START TEXT FOR ANALYSIS
The White House and Afghanistan have reached agreement on a bilateral security pact that would preserve a U.S. military occupation beyond 2014. Under the deal, the U.S. military would maintain several bases, and its troops would be immune from prosecution in Afghan courts. The United States would not conduct military operations "unless mutually agreed." Afghan officials say they have kept their demand for a White House apology over deadly raids on Afghan homes. But in Washington, Secretary of State John Kerry said an apology is off the table.
Secretary of State John Kerry: "But let me be clear: President Karzai didn’t ask for an apology. There was no discussion of an apology. There will be — there is no — I mean, it’s just not even on the table. He didn’t ask for it; we’re not discussing it. And that is not the subject that we have been talking about. What we’ve been talking about are the terms of the BSA [Bilateral Security Agreement] itself."
The U.S.-Afghan pact now goes before an Afghan council of elders, known as a loya jirga, meeting in Afghanistan today. If approved, the United States is expected to maintain a force of around 8,000 to 12,000 troops after the formal withdrawal next year.
The United States has carried out a new drone strike in Pakistan despite a reported pledge to halt the attacks during peace talks with the Taliban. U.S. missiles struck a religious school in northwestern Pakistan earlier today, killing up to five people. The strike comes one day after Pakistan’s foreign minister said the United States had promised to hold back on drone strikes while the Pakistani government tries to engage the Taliban in negotiations. Pakistan accused the United States of derailing peace talks earlier this month after a strike that killed Taliban chief Hakimullah Mehsud.
END TEXT FOR ANALYSIS
GOAL OF THE EXERCISE
Reproduce the passage of the news report on Afghanistan and Pakistan that opens with the words containing "The U.S.-Afghan pact" and closes with "chief Hakimullah Mehsud.", copying it word for word. The records that follow were taken from a separate source.
START DATA
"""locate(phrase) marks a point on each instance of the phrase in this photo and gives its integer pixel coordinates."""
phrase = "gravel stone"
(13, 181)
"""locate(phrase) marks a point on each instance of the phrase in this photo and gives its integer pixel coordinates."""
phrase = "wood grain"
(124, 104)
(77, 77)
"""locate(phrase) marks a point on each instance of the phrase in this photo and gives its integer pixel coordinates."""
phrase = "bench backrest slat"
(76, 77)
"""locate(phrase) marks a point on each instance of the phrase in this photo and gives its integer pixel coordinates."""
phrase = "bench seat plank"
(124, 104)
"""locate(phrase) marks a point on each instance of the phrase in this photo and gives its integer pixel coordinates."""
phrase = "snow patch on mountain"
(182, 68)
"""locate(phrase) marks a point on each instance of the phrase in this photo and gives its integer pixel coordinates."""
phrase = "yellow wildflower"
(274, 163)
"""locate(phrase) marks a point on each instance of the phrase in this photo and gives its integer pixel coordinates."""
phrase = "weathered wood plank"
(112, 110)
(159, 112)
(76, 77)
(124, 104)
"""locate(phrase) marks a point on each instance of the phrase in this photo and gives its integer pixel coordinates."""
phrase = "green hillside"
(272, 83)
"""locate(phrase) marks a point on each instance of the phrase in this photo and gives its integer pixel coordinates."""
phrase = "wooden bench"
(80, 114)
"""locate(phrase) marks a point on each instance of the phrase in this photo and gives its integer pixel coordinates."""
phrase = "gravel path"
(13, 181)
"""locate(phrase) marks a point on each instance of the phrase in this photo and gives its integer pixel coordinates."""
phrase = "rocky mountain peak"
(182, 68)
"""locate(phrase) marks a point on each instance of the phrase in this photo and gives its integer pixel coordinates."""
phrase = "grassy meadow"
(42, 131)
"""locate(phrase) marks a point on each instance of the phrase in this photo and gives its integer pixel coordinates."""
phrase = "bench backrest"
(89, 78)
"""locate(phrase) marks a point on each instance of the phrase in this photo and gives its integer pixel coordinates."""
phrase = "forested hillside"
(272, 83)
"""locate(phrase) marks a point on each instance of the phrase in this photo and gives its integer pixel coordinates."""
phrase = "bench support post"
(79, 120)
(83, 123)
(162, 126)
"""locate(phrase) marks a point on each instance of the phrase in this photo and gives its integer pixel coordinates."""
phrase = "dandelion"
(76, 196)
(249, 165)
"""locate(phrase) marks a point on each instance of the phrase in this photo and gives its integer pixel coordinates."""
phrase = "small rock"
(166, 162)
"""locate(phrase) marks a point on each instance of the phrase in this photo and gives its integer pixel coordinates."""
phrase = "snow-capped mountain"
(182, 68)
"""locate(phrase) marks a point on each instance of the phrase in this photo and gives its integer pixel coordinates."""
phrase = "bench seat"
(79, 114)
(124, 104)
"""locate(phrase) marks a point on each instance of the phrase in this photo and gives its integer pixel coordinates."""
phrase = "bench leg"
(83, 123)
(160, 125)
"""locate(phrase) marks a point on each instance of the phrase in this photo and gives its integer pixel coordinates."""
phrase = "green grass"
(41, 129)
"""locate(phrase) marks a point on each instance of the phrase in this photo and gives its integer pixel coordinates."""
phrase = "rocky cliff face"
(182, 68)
END DATA
RESULT
The U.S.-Afghan pact now goes before an Afghan council of elders, known as a loya jirga, meeting in Afghanistan today. If approved, the United States is expected to maintain a force of around 8,000 to 12,000 troops after the formal withdrawal next year.
The United States has carried out a new drone strike in Pakistan despite a reported pledge to halt the attacks during peace talks with the Taliban. U.S. missiles struck a religious school in northwestern Pakistan earlier today, killing up to five people. The strike comes one day after Pakistan’s foreign minister said the United States had promised to hold back on drone strikes while the Pakistani government tries to engage the Taliban in negotiations. Pakistan accused the United States of derailing peace talks earlier this month after a strike that killed Taliban chief Hakimullah Mehsud.